>> Start Items

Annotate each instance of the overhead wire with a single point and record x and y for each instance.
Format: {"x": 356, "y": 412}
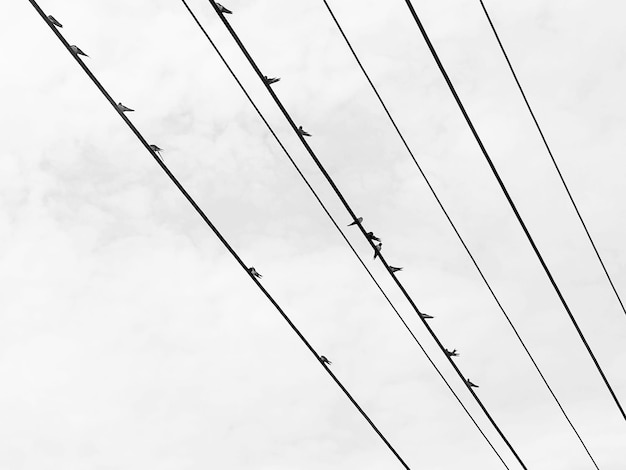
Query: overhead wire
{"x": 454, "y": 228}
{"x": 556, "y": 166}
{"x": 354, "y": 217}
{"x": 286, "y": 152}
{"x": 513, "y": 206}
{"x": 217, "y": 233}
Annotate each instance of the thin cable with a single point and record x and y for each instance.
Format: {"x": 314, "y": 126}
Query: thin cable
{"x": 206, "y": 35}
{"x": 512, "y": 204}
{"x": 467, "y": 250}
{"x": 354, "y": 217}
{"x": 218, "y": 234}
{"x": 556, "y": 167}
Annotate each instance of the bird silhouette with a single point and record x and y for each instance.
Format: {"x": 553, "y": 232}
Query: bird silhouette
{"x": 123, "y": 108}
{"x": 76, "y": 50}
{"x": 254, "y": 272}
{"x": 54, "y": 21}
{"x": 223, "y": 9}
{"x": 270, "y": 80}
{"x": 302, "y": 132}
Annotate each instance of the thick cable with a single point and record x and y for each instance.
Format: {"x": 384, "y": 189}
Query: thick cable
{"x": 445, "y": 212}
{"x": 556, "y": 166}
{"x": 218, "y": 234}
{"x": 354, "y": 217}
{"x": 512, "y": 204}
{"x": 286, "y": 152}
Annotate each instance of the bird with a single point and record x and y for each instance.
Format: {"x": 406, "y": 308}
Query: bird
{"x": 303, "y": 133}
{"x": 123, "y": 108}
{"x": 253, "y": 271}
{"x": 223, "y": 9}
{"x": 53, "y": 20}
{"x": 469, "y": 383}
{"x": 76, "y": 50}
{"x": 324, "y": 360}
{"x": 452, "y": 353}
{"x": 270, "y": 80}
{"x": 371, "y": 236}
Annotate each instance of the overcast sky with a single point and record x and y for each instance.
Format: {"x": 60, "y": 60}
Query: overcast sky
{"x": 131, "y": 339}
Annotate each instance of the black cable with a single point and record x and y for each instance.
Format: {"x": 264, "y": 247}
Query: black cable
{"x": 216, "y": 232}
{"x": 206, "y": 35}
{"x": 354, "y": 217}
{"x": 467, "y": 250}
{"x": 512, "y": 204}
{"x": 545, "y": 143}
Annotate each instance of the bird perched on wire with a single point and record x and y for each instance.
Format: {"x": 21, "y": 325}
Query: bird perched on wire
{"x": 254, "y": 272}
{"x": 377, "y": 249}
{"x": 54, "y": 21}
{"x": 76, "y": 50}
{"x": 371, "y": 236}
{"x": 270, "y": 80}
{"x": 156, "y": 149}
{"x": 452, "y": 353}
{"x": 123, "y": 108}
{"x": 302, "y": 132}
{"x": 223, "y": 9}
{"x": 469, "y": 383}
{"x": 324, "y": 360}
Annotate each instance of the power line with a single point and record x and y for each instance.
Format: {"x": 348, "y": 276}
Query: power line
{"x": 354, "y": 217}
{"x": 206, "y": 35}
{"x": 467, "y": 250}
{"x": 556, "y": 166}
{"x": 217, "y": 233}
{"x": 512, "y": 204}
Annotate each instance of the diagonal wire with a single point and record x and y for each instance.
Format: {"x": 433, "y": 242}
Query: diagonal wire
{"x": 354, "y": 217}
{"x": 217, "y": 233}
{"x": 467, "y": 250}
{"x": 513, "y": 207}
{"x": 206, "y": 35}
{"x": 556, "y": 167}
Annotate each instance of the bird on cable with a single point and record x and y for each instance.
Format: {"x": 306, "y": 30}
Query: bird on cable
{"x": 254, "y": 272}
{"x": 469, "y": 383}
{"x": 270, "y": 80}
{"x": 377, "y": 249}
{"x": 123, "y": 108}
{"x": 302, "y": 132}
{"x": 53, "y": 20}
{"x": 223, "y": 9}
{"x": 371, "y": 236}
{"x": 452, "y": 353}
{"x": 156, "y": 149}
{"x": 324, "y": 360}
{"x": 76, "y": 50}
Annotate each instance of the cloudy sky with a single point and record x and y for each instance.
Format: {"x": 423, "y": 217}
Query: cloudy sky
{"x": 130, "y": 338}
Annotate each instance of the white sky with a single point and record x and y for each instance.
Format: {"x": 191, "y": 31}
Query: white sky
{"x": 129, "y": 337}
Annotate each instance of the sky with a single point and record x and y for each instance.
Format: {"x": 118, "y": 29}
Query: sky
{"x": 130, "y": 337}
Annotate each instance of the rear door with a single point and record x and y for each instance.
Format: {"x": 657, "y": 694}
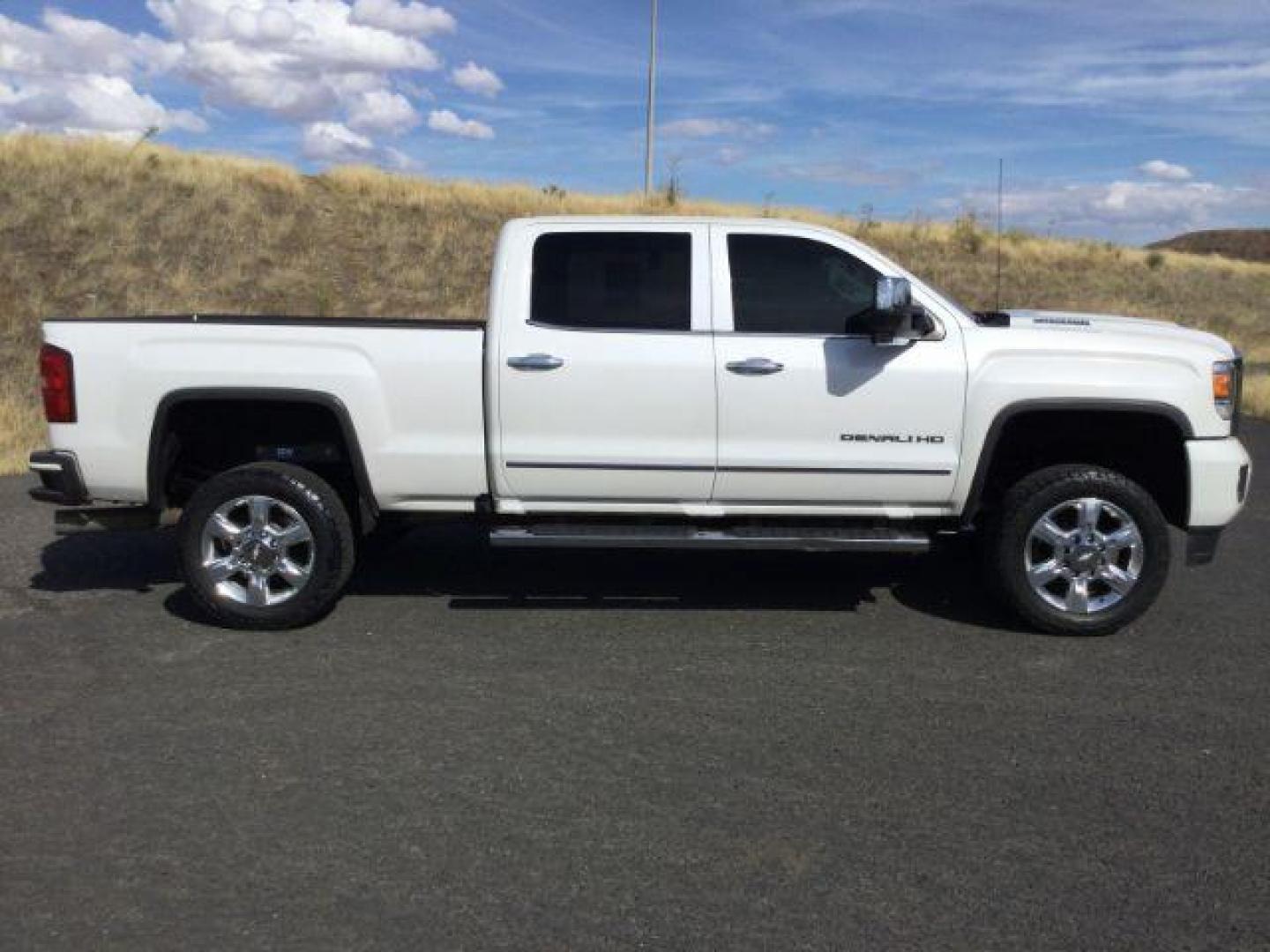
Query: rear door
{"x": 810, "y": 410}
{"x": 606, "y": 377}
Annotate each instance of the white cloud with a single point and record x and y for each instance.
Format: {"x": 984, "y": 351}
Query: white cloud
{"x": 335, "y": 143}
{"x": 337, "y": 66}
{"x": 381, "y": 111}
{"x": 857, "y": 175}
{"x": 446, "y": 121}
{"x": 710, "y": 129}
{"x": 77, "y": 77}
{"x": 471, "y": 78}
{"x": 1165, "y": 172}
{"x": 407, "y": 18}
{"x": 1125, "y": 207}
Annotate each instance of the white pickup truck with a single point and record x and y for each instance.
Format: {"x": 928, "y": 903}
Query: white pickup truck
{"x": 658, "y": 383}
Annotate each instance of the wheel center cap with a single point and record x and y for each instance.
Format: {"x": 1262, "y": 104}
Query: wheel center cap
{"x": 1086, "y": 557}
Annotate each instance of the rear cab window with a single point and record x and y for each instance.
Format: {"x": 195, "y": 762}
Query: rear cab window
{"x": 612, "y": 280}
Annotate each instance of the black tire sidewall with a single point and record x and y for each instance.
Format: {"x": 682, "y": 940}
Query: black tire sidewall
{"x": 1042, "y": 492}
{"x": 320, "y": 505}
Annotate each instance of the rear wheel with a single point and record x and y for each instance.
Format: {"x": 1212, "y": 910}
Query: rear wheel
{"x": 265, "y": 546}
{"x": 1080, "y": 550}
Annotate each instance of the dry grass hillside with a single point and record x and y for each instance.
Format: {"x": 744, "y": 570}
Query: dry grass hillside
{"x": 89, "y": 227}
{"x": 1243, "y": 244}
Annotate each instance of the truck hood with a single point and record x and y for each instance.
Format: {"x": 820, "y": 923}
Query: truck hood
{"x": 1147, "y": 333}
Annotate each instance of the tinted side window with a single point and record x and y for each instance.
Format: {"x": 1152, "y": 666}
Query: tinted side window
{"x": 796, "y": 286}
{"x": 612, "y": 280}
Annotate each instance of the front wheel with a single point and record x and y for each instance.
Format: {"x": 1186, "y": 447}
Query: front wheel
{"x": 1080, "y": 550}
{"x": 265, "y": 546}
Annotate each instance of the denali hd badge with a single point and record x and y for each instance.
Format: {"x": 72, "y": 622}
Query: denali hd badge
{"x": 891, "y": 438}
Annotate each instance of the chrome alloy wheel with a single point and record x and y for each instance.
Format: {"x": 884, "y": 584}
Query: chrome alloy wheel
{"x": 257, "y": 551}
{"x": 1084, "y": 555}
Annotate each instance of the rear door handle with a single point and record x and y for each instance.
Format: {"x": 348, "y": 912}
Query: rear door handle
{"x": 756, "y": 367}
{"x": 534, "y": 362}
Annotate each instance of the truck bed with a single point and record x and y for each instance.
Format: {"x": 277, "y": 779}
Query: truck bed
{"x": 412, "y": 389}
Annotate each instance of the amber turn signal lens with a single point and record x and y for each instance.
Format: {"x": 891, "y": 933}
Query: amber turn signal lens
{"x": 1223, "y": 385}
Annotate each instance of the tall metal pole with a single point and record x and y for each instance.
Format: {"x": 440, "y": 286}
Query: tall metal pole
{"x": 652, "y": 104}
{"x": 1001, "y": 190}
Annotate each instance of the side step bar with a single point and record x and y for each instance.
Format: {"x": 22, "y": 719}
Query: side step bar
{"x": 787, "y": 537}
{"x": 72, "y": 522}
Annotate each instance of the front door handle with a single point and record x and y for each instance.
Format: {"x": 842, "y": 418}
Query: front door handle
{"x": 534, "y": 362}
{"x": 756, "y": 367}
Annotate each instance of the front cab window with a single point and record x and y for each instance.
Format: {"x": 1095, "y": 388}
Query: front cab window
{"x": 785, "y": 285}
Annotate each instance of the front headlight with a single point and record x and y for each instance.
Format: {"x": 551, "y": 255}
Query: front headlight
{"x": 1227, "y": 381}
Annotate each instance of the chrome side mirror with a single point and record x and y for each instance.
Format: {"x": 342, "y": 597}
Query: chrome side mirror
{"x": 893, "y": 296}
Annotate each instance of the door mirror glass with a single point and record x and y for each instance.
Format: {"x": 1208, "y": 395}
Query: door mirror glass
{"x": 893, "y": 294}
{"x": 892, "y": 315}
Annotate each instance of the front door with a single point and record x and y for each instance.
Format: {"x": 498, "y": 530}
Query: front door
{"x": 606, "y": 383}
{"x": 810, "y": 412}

>> End Items

Goal —
Repeat only the stretch of lines that opens with the line containing "Annotate each instance of the front headlight" and closes with the final line of the entries, both included, exactly as written.

Task response —
Annotate each instance of the front headlight with a single point and record x and y for each instance.
Format: {"x": 551, "y": 255}
Query: front headlight
{"x": 1227, "y": 381}
Annotate each instance of the chrome side mirror with a single point and record x and y for each instance.
Format: {"x": 342, "y": 597}
Query: chrome side mirror
{"x": 893, "y": 296}
Annotate each instance of the door mirror glass with a single point and record x and y for each instance.
Format: {"x": 1208, "y": 395}
Query: door mirror glass
{"x": 893, "y": 294}
{"x": 892, "y": 315}
Annotate each instance of the front door with a single point and record x and y for each instance.
Format: {"x": 498, "y": 530}
Query: front door
{"x": 606, "y": 383}
{"x": 810, "y": 412}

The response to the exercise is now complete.